[What is asked]: Transcribe exactly the stretch of lines beginning at the one containing "Exercise. Indicate with a point every instance of the broad" and closing with the last line of the entries below. Omit images.

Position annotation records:
[START]

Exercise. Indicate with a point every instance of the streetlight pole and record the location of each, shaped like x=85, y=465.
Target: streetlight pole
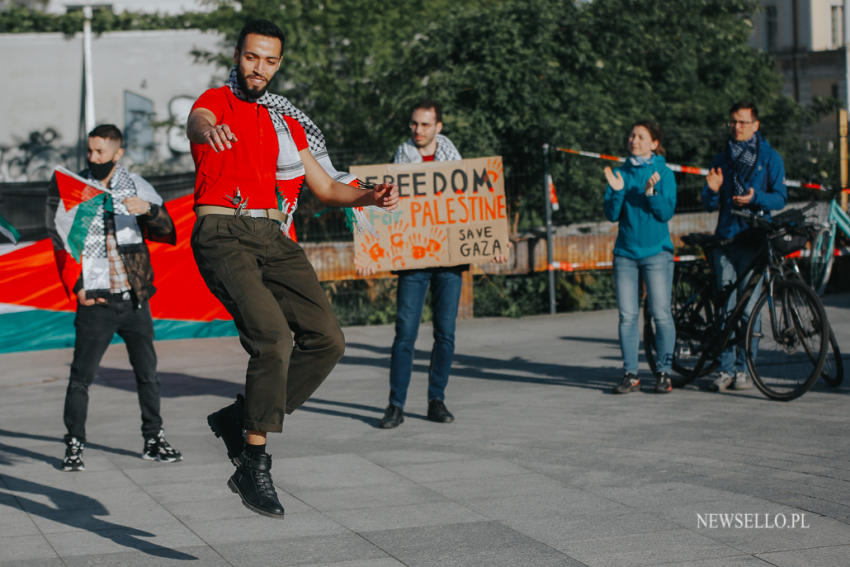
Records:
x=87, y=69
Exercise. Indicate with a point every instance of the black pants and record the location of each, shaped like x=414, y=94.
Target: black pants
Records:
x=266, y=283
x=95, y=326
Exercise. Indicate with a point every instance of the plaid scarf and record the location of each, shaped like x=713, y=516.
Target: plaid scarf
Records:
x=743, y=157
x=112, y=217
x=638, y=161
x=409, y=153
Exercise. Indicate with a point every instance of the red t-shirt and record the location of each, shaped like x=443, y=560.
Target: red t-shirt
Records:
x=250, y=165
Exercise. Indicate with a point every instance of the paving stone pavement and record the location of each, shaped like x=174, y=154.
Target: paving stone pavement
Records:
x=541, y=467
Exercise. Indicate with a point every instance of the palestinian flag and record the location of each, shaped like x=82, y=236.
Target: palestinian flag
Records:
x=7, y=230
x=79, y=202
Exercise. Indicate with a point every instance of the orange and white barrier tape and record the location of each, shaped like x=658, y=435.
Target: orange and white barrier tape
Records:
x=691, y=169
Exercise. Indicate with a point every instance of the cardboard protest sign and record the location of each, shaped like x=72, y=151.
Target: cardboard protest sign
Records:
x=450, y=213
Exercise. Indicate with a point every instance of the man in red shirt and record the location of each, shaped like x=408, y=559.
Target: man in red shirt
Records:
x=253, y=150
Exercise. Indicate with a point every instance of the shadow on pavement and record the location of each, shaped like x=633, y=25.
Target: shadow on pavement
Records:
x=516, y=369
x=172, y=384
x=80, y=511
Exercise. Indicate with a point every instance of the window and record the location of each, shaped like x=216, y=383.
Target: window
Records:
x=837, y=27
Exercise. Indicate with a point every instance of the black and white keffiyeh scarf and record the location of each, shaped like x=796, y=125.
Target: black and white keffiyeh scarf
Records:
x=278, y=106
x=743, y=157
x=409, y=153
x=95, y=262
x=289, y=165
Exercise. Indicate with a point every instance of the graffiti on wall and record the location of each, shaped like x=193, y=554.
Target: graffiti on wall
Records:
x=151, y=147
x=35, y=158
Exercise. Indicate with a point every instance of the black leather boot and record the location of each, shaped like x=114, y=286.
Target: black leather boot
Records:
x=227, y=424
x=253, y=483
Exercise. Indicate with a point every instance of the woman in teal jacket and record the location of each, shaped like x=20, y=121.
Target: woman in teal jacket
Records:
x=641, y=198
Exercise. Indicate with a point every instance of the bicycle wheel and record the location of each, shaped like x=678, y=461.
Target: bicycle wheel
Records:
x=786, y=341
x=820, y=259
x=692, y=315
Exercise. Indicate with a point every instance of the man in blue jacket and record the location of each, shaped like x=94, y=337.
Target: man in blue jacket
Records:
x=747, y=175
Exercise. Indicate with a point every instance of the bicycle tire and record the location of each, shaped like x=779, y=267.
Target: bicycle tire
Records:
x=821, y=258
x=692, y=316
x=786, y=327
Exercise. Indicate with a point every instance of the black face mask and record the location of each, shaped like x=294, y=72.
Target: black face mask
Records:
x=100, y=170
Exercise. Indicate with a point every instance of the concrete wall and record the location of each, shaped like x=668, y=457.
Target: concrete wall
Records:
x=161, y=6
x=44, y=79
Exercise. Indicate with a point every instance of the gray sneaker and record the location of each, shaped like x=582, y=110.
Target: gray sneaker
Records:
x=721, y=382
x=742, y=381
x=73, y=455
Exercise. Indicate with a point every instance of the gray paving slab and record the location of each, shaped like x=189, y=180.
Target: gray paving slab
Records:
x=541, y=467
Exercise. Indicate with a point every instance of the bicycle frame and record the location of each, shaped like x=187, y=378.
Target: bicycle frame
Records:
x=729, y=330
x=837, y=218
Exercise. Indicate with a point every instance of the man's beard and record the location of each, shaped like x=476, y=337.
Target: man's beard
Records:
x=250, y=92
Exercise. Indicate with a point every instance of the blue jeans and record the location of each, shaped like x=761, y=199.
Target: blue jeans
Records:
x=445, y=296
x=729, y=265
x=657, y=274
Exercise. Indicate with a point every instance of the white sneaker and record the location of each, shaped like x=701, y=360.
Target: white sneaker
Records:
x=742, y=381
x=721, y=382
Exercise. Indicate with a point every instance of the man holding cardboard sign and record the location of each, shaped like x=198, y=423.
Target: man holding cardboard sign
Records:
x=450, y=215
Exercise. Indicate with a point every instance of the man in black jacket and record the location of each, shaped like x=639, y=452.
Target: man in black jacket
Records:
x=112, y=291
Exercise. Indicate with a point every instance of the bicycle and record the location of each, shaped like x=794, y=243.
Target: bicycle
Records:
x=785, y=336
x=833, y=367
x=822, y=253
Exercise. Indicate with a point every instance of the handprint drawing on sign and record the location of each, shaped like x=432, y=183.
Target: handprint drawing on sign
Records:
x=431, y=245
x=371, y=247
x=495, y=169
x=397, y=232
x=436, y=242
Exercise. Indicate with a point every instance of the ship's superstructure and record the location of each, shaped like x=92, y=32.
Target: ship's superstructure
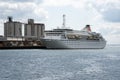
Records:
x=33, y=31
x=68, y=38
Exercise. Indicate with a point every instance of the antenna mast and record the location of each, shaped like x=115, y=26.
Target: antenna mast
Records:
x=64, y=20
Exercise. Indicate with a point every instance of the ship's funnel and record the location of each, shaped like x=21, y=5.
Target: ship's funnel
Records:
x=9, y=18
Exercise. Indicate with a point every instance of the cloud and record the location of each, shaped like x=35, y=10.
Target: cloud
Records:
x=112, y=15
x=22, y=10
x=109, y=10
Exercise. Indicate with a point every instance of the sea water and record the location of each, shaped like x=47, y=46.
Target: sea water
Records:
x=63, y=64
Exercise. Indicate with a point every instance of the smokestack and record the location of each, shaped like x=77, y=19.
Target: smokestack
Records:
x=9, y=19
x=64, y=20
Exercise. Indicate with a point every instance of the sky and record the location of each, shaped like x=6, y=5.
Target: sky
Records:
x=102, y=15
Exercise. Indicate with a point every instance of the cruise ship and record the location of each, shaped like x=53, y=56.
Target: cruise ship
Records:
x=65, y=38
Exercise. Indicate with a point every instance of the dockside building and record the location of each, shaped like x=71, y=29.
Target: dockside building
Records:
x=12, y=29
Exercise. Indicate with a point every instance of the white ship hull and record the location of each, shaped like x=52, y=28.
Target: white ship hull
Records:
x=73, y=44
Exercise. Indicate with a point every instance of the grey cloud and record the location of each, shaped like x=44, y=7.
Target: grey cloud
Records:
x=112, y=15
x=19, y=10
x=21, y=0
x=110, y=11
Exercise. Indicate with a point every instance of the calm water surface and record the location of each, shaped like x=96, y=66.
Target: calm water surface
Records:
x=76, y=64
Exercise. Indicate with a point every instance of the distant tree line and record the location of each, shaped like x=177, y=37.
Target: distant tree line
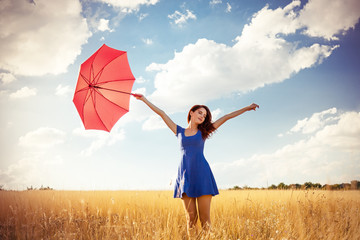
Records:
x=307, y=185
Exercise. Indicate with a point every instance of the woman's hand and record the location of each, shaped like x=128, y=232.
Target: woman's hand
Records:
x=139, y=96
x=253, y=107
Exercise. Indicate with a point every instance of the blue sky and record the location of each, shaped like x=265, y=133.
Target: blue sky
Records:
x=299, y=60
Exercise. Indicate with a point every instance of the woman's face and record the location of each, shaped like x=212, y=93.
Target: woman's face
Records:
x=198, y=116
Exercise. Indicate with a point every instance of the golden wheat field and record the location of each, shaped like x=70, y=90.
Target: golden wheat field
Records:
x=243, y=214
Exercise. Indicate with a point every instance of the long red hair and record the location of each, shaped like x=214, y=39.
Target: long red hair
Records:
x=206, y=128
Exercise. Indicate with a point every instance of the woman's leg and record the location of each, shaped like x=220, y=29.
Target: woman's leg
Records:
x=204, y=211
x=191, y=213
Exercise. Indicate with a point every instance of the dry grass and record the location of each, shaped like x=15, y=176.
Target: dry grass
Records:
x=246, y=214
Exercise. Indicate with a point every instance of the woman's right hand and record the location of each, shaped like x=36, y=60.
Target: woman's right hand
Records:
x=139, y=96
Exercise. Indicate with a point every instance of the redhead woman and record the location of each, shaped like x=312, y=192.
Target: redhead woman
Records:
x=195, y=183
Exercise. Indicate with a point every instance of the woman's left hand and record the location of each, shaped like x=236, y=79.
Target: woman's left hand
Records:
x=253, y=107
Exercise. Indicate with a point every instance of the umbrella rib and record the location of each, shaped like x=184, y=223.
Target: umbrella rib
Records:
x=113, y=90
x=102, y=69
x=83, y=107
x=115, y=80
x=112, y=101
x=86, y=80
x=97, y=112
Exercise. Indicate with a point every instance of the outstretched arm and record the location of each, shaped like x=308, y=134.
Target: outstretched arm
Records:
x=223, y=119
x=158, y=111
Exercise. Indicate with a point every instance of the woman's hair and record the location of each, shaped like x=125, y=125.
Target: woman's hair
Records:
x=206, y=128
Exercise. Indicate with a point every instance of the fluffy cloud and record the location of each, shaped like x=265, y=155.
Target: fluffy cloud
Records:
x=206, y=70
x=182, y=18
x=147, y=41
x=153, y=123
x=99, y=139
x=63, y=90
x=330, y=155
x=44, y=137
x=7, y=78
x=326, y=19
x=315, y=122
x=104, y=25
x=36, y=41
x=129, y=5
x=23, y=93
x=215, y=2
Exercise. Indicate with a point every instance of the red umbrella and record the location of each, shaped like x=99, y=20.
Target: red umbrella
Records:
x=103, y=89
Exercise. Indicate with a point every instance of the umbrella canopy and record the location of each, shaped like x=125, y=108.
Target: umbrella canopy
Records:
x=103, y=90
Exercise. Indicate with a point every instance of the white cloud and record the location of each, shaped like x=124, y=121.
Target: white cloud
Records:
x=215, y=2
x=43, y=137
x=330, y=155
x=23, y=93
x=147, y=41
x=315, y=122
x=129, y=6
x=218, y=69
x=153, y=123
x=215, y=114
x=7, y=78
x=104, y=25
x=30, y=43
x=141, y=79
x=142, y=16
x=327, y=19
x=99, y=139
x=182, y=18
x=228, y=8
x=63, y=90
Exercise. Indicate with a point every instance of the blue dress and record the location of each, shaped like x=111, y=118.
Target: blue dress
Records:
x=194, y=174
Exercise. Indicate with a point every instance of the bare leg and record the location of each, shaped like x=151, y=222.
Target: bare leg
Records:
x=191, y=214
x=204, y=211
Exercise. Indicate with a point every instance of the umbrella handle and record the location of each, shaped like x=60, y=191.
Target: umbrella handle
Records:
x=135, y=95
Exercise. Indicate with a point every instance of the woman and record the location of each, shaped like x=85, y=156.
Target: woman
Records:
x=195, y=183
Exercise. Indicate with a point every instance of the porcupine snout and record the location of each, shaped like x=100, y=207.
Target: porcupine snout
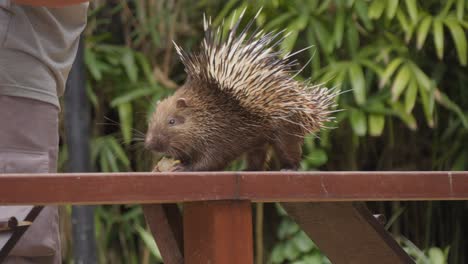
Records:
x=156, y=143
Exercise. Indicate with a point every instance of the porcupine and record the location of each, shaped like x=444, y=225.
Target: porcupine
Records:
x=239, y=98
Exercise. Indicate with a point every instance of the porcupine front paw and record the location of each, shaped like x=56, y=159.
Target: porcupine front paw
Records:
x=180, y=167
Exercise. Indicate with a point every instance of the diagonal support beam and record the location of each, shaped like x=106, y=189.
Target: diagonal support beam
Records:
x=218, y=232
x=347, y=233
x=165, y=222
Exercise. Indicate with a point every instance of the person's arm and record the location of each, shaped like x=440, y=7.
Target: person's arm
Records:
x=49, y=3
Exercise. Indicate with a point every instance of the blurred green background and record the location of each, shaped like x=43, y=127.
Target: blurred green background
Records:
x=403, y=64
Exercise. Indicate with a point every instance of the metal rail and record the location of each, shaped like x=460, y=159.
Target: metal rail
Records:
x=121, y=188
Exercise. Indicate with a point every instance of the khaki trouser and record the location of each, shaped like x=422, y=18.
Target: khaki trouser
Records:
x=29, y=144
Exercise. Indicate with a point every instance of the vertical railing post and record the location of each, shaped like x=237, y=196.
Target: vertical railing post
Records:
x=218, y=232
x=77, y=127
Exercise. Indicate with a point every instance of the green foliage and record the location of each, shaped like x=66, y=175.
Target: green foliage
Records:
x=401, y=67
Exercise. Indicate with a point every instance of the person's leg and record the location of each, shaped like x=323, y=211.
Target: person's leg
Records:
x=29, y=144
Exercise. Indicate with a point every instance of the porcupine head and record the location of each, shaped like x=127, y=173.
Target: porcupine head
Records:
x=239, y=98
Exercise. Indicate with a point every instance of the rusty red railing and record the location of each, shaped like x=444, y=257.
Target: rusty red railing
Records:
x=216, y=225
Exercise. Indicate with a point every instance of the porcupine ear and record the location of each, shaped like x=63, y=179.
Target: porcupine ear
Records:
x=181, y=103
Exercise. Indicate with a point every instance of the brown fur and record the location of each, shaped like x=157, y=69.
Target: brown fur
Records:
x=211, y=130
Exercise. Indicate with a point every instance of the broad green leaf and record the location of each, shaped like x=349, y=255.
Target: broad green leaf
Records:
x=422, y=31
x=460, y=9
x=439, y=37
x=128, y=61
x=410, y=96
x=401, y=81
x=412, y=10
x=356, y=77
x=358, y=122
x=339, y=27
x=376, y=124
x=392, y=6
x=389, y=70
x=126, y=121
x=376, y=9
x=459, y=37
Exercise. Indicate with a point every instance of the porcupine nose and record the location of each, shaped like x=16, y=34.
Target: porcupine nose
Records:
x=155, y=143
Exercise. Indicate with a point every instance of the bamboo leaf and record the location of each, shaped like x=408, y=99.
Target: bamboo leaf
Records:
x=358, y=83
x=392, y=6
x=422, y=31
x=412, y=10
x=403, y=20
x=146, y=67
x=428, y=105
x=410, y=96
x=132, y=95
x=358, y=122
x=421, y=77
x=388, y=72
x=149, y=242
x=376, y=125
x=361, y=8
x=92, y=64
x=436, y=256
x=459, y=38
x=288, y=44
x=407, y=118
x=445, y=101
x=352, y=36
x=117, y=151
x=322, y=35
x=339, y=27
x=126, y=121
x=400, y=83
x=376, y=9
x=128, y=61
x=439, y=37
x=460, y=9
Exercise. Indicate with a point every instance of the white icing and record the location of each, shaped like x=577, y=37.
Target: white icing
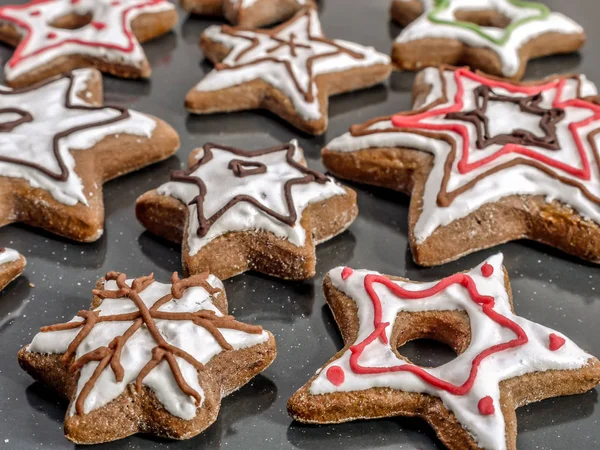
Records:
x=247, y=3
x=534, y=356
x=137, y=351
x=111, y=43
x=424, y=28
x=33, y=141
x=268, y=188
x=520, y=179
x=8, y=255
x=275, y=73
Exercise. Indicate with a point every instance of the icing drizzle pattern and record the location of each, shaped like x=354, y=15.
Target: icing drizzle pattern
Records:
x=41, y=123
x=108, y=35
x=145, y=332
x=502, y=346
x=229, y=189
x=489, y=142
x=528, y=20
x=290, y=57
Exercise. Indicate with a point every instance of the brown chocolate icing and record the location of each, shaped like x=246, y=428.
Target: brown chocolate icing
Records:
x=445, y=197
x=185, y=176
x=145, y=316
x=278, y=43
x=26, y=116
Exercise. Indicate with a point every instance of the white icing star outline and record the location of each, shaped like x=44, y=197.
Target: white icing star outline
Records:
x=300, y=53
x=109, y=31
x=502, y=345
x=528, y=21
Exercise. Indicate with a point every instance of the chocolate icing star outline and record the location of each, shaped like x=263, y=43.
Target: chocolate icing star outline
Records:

[END]

[Task result]:
Exercise. Indicate with a point every instance of the broad green leaf and record the location of each, shaped like x=349, y=255.
Target: broad green leaf
Records:
x=422, y=31
x=460, y=9
x=439, y=37
x=128, y=61
x=410, y=96
x=401, y=81
x=412, y=10
x=356, y=77
x=358, y=122
x=339, y=27
x=376, y=124
x=392, y=6
x=389, y=70
x=126, y=121
x=376, y=9
x=459, y=37
Exercise. Indicate with a point every instance of the porcupine nose and record the location of each, shaped like x=16, y=34.
Target: porcupine nose
Records:
x=155, y=143
Exercise. Indicate with a point every instance of the bamboo leaf and record the location of each, shaped like x=408, y=99.
Target: bamboo leaf
Records:
x=358, y=83
x=392, y=6
x=422, y=31
x=412, y=10
x=403, y=20
x=146, y=67
x=428, y=105
x=410, y=96
x=132, y=95
x=358, y=122
x=421, y=77
x=388, y=72
x=149, y=242
x=376, y=125
x=361, y=8
x=92, y=64
x=436, y=256
x=459, y=38
x=288, y=44
x=407, y=118
x=445, y=101
x=352, y=36
x=117, y=151
x=322, y=35
x=339, y=27
x=126, y=121
x=400, y=83
x=376, y=9
x=128, y=61
x=439, y=37
x=460, y=9
Exercise. Indicate with a point every instance of the white icing and record the location of each, shaped like x=577, y=37.
Target: white icing
Records:
x=247, y=3
x=534, y=356
x=137, y=351
x=111, y=43
x=424, y=28
x=33, y=141
x=268, y=188
x=520, y=179
x=8, y=255
x=275, y=73
Exercise. Indicate with a point every instance of the icing drizzle pattern and record the location of each, shaped like x=354, y=15.
Target: icing drizzle pattern
Records:
x=41, y=123
x=108, y=35
x=145, y=332
x=502, y=346
x=229, y=189
x=489, y=142
x=528, y=20
x=290, y=57
Exercise. Indicate with a point every instance of the brown chocolate icing and record the location of each, shaped like x=246, y=428.
Target: brown chocolate icing
Records:
x=445, y=197
x=185, y=176
x=145, y=316
x=278, y=43
x=26, y=116
Exercise. Indicate with a point every instance of the white icing star outline and record the location of each, shaped like x=44, y=197.
Target: white icing star outline
Records:
x=300, y=53
x=109, y=31
x=502, y=345
x=528, y=21
Exercise. Indicate with a point every instance of the chocolate icing star outline and record the location of each, shaped like x=263, y=43.
Target: chocolate icing star outline
Records:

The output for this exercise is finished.